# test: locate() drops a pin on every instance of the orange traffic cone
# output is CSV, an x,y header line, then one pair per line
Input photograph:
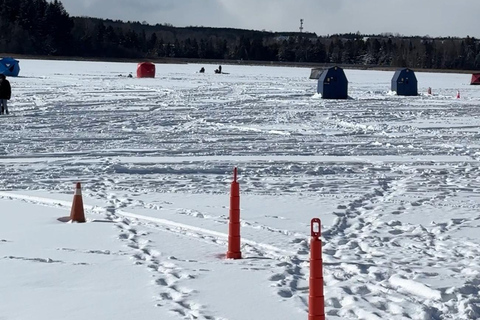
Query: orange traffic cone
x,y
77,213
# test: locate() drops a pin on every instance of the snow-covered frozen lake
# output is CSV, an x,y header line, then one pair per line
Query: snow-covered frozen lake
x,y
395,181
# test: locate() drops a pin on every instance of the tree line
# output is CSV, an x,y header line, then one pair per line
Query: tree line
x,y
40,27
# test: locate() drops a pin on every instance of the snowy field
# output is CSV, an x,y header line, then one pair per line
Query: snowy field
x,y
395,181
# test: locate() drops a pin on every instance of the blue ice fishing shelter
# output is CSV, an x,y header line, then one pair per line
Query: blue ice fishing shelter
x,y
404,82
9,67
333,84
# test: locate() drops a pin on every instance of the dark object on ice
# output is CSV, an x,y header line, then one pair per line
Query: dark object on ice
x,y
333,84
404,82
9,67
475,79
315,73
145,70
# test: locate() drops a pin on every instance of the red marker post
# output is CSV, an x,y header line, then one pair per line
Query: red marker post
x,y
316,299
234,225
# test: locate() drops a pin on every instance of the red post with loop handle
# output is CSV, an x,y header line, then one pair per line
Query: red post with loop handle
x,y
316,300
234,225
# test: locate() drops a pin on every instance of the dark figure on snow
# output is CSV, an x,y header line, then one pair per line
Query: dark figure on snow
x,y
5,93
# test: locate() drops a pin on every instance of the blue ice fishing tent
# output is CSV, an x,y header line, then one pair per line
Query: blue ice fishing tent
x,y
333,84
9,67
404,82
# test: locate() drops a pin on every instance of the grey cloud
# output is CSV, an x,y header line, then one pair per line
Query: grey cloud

------

- The request
Turn every row above into a numbered list with no blank lines, and leave the picture out of your answer.

- Exercise result
1. # test: locate() drops a pin on every instance of the orange traffic cone
2. # output is CSV, an x,y header line, then one pair per line
3. Input photograph:
4. Query: orange traffic cone
5. x,y
6. 77,213
7. # test: locate() drops a pin on every instance of the snow-covered frozen lake
8. # output is CSV, an x,y header line, then one pair per line
9. Query: snow-covered frozen lake
10. x,y
11. 395,181
12. # test: locate() drops a pin on every instance of the tree line
13. # output is CSV, an x,y header line, then one pair per line
14. Query: tree line
15. x,y
16. 40,27
17. # test: locate() drops a pin on every instance of the snowy field
18. # output is CSV, an x,y header line, then one pair per line
19. Query: snowy field
20. x,y
21. 395,181
22. # test: locate() drops a pin on every instance of the blue ice fishing shelter
23. # output is CSV, an x,y header line, then one pair per line
24. Query: blue ice fishing shelter
25. x,y
26. 404,82
27. 9,67
28. 333,84
29. # test: locate() drops a pin on every instance of the dark object on ice
30. # output is CSV, an x,y header line, then one pair per line
31. Query: dark object on ice
32. x,y
33. 333,84
34. 404,82
35. 9,67
36. 475,79
37. 315,73
38. 145,70
39. # test: locate() drops a pin on every instance of the red marker post
40. # output is CSV, an x,y header line, then one pair per line
41. Query: red marker post
42. x,y
43. 316,299
44. 234,225
45. # test: locate() drops a pin on every instance of the red post with loop handle
46. # output is CSV, an x,y header line, then one pair per line
47. Query: red post with loop handle
48. x,y
49. 316,300
50. 234,225
51. # test: locate() drops a pin on every instance of the dark figure on snow
52. # output is CSV, an x,y header line, then one pair per line
53. Query: dark figure on snow
54. x,y
55. 5,93
56. # test: locate() drops a pin on every instance of the blue ice fishing tent
57. # output is CSV, an x,y header line, then one pair per line
58. Query: blue ice fishing tent
59. x,y
60. 333,84
61. 9,67
62. 404,82
63. # test: locate() drops a pin on every instance of the grey cloud
64. # output is CSV, an x,y header line, then one pair per line
65. Query: grey cloud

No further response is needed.